WHAT YOU SHOULD DO
Format the material from the line containing "Shelf compliance check — does the truck" through the end of the material as a two-column CSV with the columns request and answer, one row per request. Enclose each field in quotation marks and replace every line break within a field with a space.

Lines of data
* * *
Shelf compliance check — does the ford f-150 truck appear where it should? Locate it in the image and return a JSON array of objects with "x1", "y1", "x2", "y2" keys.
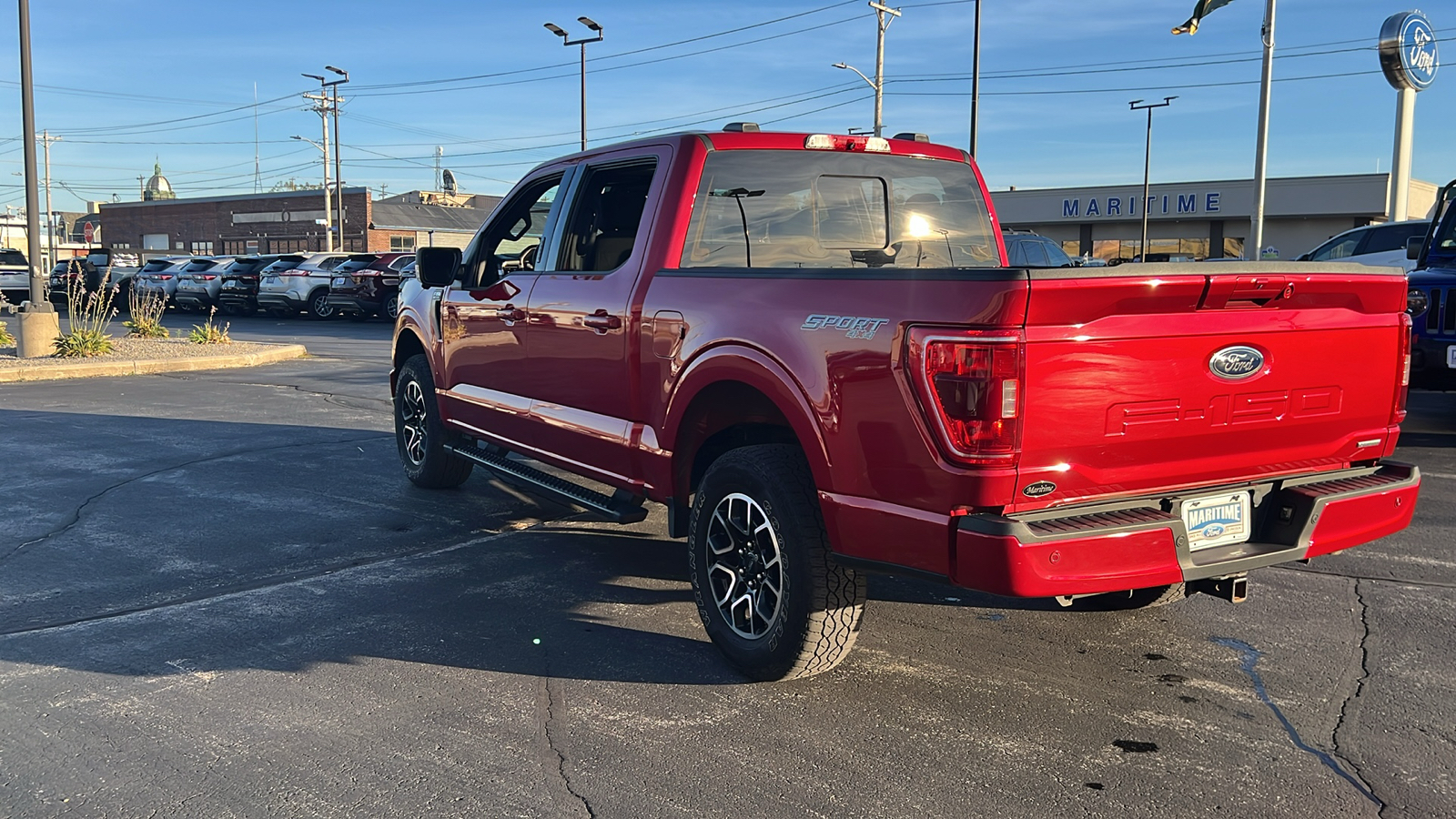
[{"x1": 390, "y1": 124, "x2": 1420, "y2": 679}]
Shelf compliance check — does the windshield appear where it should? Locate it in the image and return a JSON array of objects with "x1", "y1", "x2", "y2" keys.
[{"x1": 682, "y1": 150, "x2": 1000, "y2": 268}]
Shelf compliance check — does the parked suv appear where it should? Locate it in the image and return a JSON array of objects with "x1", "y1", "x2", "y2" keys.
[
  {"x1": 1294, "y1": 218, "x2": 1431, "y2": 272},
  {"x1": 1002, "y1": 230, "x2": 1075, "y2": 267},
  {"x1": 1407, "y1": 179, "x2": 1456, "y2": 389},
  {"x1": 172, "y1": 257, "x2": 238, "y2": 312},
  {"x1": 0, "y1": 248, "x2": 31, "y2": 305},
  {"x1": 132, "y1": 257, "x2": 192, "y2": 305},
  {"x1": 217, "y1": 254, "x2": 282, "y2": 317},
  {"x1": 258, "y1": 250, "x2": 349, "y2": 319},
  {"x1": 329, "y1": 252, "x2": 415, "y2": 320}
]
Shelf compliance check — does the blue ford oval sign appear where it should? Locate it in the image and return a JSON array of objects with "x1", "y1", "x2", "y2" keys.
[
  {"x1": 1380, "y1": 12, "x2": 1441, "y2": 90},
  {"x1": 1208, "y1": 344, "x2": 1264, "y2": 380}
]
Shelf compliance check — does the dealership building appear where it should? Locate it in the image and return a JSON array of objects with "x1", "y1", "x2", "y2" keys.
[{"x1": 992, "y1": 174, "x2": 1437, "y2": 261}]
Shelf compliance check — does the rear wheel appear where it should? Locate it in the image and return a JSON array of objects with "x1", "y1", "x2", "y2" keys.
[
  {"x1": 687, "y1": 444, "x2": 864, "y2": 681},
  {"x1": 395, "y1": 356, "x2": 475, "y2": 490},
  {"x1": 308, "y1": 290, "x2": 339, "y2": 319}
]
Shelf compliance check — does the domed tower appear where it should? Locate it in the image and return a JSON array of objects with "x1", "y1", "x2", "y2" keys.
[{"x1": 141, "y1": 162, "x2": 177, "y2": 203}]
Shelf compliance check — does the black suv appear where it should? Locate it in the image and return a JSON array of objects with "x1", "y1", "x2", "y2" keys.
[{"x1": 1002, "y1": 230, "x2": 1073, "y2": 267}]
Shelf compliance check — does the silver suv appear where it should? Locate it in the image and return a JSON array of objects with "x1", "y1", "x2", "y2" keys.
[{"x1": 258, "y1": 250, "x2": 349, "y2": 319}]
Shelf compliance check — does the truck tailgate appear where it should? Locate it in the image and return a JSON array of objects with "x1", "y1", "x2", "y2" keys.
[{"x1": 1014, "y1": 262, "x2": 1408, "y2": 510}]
* * *
SOLUTION TO THE EXERCISE
request,answer
"Shelf compliance check — does the truck tailgate appear where it should? Locate it in the image and return a JSON array of objects with ""x1"", ""y1"", ""x2"", ""y2"" keys.","[{""x1"": 1014, ""y1"": 262, ""x2"": 1408, ""y2"": 510}]"